=== WRITTEN EXERCISE ===
Could you copy out all of the material below word for word, leaving out the pictures?

=== MATERIAL FOR THIS TASK ===
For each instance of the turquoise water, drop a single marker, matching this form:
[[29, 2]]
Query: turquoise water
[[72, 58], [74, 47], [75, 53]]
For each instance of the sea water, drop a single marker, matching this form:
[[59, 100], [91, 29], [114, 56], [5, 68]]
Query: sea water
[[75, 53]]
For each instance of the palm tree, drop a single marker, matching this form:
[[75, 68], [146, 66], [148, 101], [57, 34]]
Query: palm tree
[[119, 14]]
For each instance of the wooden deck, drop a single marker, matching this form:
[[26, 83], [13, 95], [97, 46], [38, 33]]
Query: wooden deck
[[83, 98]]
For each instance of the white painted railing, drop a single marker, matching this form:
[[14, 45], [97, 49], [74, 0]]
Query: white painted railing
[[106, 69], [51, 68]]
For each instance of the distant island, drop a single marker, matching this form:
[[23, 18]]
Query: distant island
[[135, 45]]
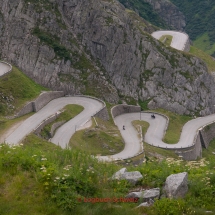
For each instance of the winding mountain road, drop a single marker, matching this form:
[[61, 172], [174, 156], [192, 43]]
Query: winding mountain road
[[133, 144], [63, 135], [179, 39]]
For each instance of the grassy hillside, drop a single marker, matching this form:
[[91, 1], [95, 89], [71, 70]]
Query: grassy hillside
[[15, 90], [56, 181], [145, 10], [200, 22]]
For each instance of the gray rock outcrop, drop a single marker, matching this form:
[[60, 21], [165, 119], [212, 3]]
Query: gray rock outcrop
[[97, 47], [176, 185], [132, 177]]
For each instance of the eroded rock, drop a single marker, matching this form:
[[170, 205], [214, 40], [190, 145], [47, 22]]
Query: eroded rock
[[176, 185]]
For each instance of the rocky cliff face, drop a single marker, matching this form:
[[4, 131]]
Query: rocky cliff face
[[170, 13], [100, 48]]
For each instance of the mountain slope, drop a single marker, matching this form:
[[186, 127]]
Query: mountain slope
[[98, 47], [200, 22]]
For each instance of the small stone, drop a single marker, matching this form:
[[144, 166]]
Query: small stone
[[176, 185]]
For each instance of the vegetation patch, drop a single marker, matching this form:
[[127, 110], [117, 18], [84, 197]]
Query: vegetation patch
[[69, 112], [144, 104], [15, 90], [104, 139], [166, 39], [176, 123]]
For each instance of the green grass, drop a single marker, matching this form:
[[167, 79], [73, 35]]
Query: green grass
[[5, 124], [18, 89], [42, 174], [144, 125], [176, 122], [166, 39], [104, 139], [70, 111], [204, 56], [203, 42], [41, 178]]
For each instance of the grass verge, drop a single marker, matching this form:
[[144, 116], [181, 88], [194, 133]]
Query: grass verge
[[166, 39], [104, 139], [69, 112], [15, 90], [176, 123]]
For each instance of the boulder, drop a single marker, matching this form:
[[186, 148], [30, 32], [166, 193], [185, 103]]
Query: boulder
[[176, 185], [145, 195], [118, 175], [132, 177]]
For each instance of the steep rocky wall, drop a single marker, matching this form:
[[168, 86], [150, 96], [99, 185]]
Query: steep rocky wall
[[192, 153], [99, 48]]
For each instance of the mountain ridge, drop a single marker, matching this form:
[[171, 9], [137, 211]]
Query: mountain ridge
[[102, 49]]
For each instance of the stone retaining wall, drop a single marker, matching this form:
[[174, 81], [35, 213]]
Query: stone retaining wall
[[187, 46], [194, 152], [55, 126], [204, 137], [121, 109], [42, 100]]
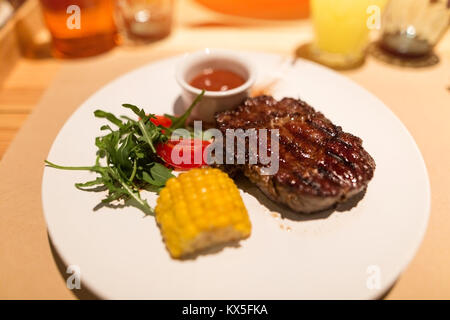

=== EXPECTED OUTPUT ===
For each instance of the turquoise water, drop a single marker, matching this form:
[[29, 2]]
Query: turquoise water
[[72, 58], [74, 47], [75, 53]]
For each instance of the sea water, drop a single marker, matching this form:
[[59, 100], [91, 29], [114, 56], [5, 68]]
Query: sea water
[[75, 53]]
For each instance of the palm tree, drop a single marker, matching this form:
[[75, 68], [146, 66], [148, 101], [57, 34]]
Query: palm tree
[[119, 14]]
For each instance of the wooden deck, drop a single marker, matching this form:
[[26, 83], [13, 95], [97, 46], [38, 33]]
Query: wooden deck
[[83, 98]]
For each instance of the white painted railing, drop a single marker, matching this form:
[[14, 45], [97, 49], [74, 0]]
Query: white painted railing
[[106, 69], [51, 68]]
For each instance of the distant island, drop a single marker, matching this form:
[[23, 18]]
Query: distant island
[[135, 45]]
For each instance of the winding mountain road, drop a single marker, matching this form:
[[61, 172], [174, 156], [192, 43]]
Query: winding mountain road
[[133, 144], [63, 135], [179, 39]]
For each instance of the grassy hillside, drop a single marker, matching this form:
[[91, 1], [95, 89], [71, 70]]
Query: grassy hillside
[[15, 90], [56, 181], [145, 10], [200, 22]]
For each instance of the gray rock outcrop, drop a single marker, matching this form:
[[60, 21], [165, 119], [212, 3]]
Query: gray rock outcrop
[[97, 47], [176, 185], [132, 177]]
For each instance of the eroded rock, drop a single marker, matching this form:
[[170, 205], [214, 40], [190, 145], [47, 22]]
Query: eroded rock
[[176, 185]]
For each instance of the rocky cliff face, drop a single marker, matching this form:
[[4, 131]]
Query: rocky cliff face
[[170, 13], [100, 48]]
For each instance of the mountain slope, drop a single marker, matching this form:
[[186, 127]]
Query: mountain slope
[[98, 47], [200, 22]]
For each instance of the small stone, drop a single marker, matching this form:
[[144, 166]]
Query: small stone
[[176, 185]]
For each instance of the vegetation patch, drop a single marker, matching this form:
[[127, 110], [117, 18], [84, 197]]
Query: vegetation patch
[[69, 112], [144, 104], [15, 90], [104, 139], [166, 39], [176, 123]]
For each instance of the green grass, drop a single marker, matching this form:
[[167, 79], [73, 35]]
Query: green grass
[[5, 124], [18, 89], [42, 174], [144, 125], [176, 122], [166, 39], [104, 139], [70, 111], [204, 56], [203, 42], [41, 178]]
For each instance of the grass verge, drop a single marker, matching this form:
[[144, 116], [181, 88], [194, 133]]
Query: grass verge
[[166, 39], [104, 139], [69, 112], [15, 90], [176, 123]]
For each instance of the boulder, drop a single marker, matching this form:
[[186, 148], [30, 32], [166, 193], [185, 103]]
Query: boulder
[[176, 185], [145, 195], [118, 175], [132, 177]]
For each instance of the steep rocky wall, drop a single marker, matching this form:
[[168, 86], [150, 96], [99, 185]]
Query: steep rocky wall
[[192, 153], [99, 48]]
For each instance of the mountain ridge, drop a single marker, matching this form:
[[171, 9], [137, 211]]
Query: mountain ridge
[[102, 49]]
For each instance of the stone retaining wall, drop a single marker, matching this form:
[[174, 81], [35, 213]]
Query: stone retaining wall
[[187, 46], [194, 152], [55, 126], [204, 137], [121, 109], [42, 100]]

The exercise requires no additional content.